Short exercise :: Leave the pictures aside and write out exactly every line from the one containing "For every instance of the tortoise mouth, the" through the last line.

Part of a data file
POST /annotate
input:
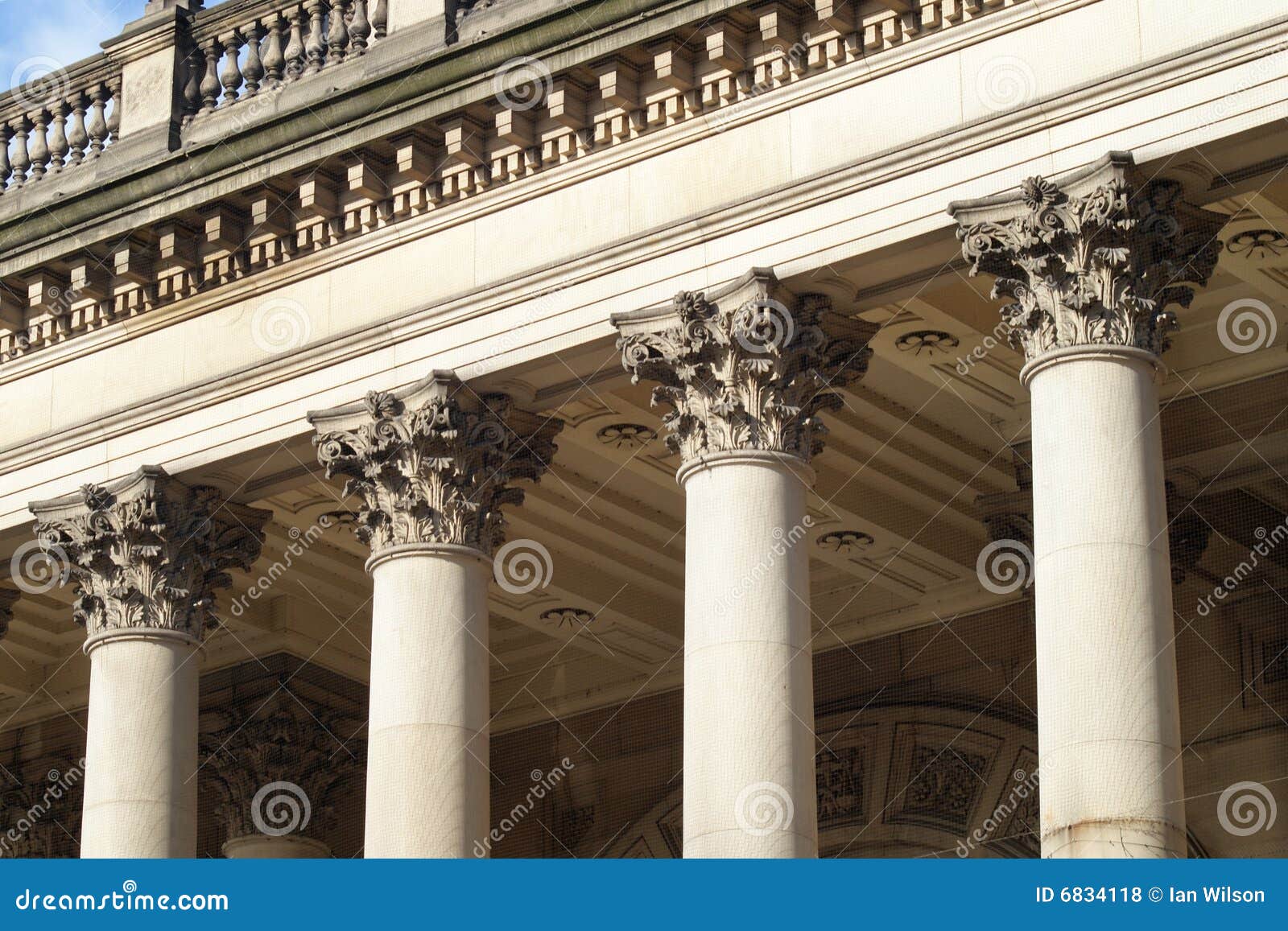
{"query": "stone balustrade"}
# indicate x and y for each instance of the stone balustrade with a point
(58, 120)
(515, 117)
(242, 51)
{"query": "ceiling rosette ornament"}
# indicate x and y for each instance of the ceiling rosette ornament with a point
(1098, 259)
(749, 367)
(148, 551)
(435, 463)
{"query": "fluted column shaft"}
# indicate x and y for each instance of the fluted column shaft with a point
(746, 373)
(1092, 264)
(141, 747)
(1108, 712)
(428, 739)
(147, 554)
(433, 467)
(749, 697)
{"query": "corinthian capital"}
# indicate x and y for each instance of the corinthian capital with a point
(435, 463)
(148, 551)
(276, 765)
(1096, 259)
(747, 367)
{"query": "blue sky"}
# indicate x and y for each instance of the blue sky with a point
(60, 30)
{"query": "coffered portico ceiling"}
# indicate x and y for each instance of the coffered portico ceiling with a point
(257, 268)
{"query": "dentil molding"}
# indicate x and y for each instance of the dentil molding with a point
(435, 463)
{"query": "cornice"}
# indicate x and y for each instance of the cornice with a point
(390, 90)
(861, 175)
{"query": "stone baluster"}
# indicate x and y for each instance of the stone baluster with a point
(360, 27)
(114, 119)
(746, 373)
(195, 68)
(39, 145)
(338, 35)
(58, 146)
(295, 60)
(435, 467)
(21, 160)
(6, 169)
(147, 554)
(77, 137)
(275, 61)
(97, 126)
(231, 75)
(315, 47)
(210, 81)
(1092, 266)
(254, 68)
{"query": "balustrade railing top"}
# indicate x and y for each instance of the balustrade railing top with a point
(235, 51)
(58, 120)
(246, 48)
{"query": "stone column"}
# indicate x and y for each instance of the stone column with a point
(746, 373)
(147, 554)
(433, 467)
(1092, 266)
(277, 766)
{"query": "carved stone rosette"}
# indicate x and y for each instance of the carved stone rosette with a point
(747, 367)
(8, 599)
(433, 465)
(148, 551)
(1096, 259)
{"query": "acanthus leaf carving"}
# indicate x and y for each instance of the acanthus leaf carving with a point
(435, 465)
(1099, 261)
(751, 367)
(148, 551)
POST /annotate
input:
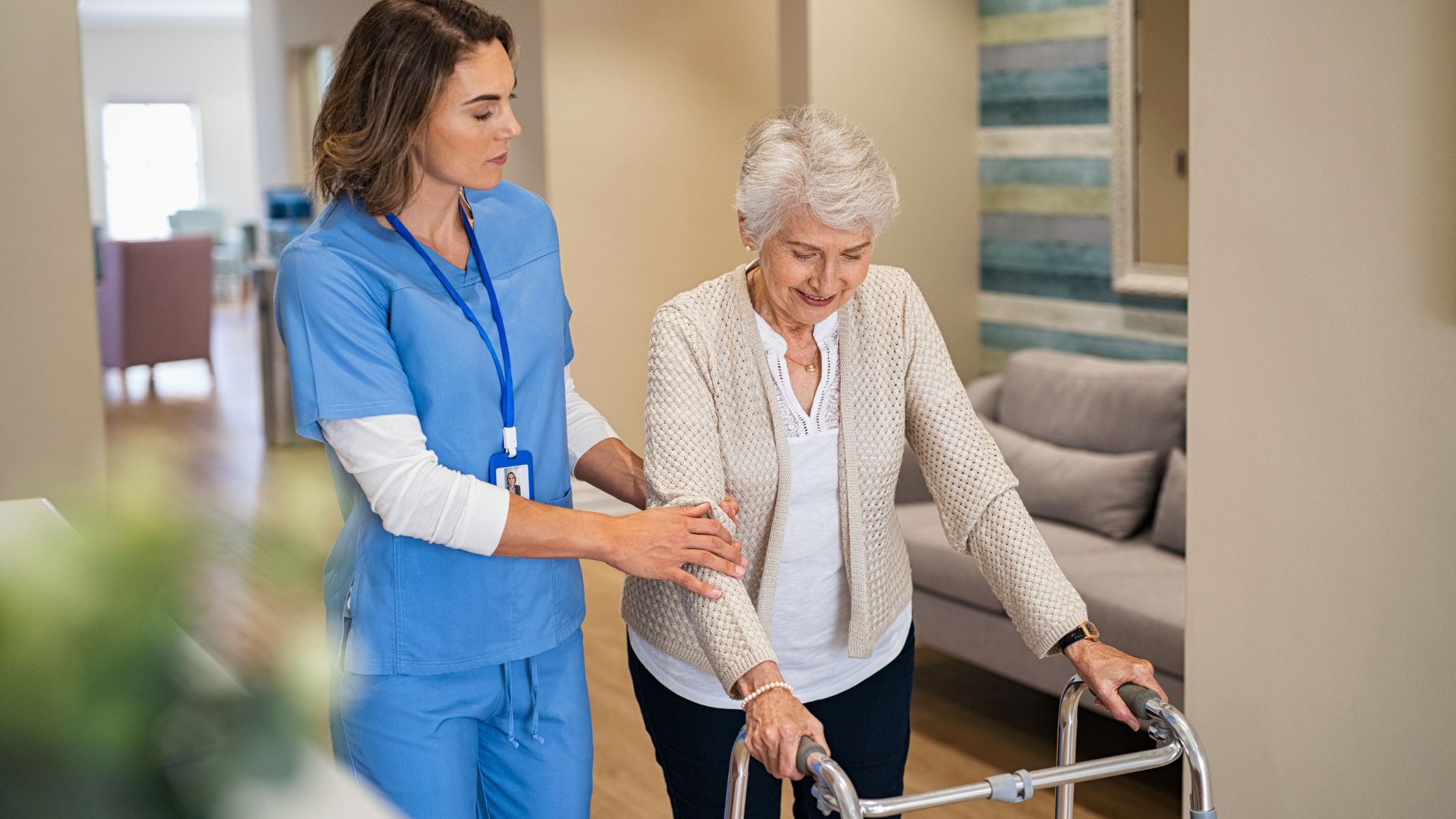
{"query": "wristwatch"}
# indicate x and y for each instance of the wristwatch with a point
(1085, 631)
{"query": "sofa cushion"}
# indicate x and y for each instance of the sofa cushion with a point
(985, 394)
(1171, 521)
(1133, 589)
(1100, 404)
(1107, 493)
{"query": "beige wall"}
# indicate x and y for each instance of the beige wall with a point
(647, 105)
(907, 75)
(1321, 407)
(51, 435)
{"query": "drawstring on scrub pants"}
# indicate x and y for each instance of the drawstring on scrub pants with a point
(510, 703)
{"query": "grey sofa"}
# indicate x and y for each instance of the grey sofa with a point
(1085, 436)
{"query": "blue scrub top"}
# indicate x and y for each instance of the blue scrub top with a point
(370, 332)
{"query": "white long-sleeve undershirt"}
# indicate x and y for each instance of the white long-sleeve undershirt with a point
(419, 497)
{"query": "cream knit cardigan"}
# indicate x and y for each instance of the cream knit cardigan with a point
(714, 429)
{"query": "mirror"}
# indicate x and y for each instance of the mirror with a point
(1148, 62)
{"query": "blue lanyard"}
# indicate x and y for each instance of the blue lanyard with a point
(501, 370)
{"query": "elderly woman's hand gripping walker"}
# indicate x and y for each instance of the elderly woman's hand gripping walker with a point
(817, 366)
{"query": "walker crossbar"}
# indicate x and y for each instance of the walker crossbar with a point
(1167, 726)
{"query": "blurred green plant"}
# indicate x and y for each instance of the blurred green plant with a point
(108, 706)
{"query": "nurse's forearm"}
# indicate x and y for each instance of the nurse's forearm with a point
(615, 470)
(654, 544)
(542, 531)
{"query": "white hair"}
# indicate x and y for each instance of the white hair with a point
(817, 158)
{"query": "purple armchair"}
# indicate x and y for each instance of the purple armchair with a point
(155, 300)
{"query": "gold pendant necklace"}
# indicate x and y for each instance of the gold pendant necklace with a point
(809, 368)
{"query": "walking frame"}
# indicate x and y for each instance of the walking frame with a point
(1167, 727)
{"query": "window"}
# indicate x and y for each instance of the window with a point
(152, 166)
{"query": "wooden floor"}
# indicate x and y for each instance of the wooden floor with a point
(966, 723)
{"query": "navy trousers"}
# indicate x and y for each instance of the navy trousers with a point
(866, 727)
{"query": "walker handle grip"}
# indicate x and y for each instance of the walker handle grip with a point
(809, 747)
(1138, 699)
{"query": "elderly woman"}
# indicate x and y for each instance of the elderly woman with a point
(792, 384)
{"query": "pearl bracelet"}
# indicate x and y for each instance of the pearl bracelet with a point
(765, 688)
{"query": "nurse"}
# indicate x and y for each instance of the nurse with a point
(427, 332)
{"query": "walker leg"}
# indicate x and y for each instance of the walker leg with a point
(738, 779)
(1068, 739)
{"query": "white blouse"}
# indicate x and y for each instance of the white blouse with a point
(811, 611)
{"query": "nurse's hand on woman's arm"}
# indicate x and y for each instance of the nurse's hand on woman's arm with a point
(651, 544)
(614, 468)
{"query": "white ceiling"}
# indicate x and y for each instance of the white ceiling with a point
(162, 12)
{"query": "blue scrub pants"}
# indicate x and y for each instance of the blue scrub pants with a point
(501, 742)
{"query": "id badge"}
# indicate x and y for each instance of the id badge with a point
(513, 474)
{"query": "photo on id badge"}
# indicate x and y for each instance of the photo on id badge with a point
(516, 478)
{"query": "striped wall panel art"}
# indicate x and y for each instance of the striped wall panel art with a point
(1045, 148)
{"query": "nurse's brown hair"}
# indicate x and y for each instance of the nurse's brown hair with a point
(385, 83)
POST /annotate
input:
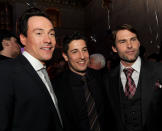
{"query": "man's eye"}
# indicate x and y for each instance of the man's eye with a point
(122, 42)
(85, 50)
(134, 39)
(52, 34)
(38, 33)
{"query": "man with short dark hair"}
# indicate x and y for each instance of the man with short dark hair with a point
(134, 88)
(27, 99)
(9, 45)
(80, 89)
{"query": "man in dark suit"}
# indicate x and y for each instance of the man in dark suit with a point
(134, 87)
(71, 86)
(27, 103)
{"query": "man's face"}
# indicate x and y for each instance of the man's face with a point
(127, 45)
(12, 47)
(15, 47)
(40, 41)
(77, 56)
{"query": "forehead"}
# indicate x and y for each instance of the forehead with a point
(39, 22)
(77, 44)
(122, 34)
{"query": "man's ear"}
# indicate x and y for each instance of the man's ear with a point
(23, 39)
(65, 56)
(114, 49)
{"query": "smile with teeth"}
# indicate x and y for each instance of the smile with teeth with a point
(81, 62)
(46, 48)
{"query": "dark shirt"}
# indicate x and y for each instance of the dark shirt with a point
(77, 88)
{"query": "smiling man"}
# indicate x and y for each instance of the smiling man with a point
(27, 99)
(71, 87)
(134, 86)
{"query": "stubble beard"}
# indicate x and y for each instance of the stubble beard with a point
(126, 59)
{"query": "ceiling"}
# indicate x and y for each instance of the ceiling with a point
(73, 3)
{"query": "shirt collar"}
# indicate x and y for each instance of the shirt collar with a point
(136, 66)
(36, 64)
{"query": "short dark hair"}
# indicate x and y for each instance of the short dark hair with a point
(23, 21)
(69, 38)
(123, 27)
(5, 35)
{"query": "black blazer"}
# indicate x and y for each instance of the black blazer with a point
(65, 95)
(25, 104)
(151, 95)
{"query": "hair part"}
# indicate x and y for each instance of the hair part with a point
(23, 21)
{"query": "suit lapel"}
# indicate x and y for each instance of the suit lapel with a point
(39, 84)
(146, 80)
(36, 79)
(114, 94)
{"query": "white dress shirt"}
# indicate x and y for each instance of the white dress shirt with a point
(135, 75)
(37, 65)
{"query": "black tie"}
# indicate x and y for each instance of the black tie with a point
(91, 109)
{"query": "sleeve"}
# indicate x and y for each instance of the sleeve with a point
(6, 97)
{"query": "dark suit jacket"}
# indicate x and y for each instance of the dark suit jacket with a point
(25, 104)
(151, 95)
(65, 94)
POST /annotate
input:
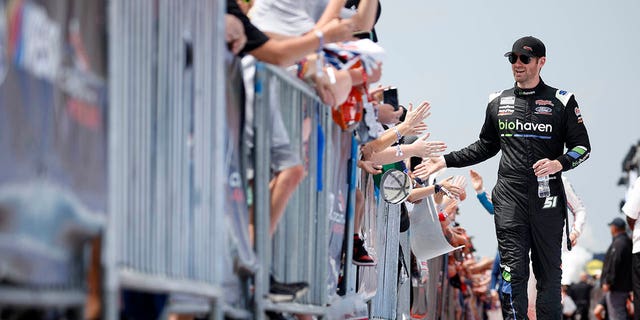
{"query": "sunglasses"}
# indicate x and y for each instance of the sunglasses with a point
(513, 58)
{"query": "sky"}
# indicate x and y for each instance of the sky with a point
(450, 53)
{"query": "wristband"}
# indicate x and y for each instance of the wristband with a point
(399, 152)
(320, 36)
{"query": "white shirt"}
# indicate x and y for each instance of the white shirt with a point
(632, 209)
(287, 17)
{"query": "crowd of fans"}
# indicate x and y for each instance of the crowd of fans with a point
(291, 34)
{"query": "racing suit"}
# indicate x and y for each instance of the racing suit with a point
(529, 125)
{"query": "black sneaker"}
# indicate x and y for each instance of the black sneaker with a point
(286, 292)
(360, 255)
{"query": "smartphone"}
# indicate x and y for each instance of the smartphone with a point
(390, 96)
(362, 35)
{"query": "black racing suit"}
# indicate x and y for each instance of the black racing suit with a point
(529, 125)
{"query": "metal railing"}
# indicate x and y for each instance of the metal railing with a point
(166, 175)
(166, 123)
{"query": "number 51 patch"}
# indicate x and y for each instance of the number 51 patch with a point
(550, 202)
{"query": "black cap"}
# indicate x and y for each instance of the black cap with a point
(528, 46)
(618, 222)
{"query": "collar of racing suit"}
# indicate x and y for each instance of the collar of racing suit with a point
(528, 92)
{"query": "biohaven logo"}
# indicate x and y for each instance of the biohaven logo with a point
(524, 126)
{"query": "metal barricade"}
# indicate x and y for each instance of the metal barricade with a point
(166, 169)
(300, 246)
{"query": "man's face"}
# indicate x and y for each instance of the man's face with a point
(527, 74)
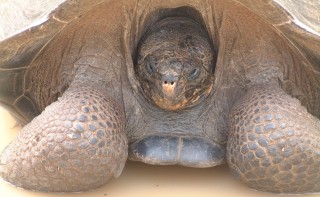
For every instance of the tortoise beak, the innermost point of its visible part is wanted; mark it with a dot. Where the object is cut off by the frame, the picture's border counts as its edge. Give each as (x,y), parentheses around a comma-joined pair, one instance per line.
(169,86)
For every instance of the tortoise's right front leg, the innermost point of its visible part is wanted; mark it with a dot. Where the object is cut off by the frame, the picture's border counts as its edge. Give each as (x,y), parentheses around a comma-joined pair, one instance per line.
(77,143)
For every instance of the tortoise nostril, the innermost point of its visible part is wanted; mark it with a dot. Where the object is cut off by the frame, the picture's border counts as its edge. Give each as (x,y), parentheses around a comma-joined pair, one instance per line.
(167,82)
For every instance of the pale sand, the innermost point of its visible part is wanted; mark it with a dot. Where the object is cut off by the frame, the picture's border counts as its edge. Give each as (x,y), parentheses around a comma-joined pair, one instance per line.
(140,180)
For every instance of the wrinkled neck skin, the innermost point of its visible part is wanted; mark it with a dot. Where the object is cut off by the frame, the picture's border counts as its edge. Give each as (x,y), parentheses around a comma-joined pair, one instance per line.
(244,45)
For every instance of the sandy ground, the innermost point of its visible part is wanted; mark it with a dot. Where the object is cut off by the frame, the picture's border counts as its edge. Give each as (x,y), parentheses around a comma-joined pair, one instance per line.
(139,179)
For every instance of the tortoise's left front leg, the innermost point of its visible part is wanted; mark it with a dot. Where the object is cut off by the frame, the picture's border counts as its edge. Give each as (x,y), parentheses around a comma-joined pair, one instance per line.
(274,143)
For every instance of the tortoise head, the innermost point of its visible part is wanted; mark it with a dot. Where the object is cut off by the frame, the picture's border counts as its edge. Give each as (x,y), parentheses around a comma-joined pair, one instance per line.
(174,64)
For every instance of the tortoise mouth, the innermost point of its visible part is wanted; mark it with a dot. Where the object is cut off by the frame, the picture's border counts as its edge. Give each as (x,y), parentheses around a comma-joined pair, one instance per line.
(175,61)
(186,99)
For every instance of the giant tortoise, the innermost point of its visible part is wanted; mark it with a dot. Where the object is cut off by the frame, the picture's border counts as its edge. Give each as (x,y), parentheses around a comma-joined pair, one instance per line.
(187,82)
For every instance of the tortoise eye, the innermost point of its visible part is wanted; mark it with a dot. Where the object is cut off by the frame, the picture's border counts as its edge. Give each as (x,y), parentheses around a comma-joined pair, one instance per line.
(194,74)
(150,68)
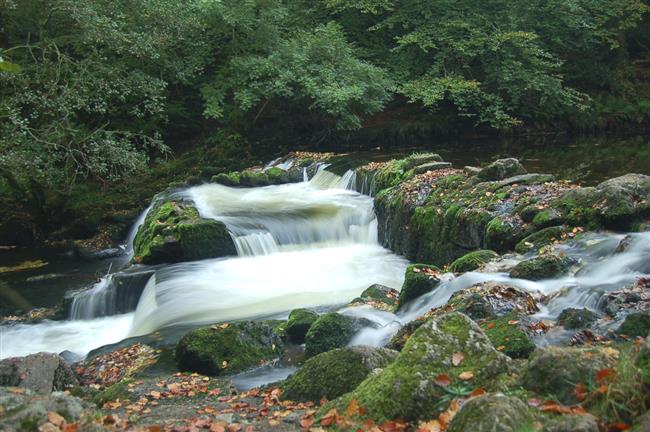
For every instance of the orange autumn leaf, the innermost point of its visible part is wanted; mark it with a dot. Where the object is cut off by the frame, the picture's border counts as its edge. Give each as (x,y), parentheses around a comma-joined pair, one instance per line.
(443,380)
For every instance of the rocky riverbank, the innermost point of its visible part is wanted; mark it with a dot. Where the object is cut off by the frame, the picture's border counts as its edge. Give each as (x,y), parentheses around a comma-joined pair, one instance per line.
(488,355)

Task response ::
For every instance of the tortoise mouth, the innermost point of its visible part is wanted; mark it with a dot. Where the object is cut off by the frame, the picture's border counts as its edge. Give each as (x,y), parentheses around a comma-joined pair, one instance per line.
(175,61)
(186,99)
For every instance of the giant tortoise, the innermost point of its visible part is wanted; mark it with a dot. Where the object is cut off by the frame, the picture's border counts as its edge. Give each as (x,y), parentheses around a comma-joined pair, one instance per line.
(187,82)
For every instance of the tortoise eye, the innermost point of its visible part is wanted; mark it with a dot. Where the object is cut off by the frame, the picture's border counts as its edge. Give each as (x,y), parentheses around a comma-joined pair, one instance per line.
(194,74)
(150,68)
For every instance of the orange autumn leaf, the innermost point of its visible part is wanted; mark it with a dot. Where the object is cut off by the frame, the picture's border counts as its edge. Give each as (x,y), parentheses around a comma-joined pair, one instance per line.
(443,380)
For every instance of the rocky riverbank, the innermost point of its visible part is wanted; mark it with a dot. Where the object is cut off by the frame, the picture's border counts as its edge. Give each as (x,y), parentheses around a comma-joined pair, one instance per line.
(488,355)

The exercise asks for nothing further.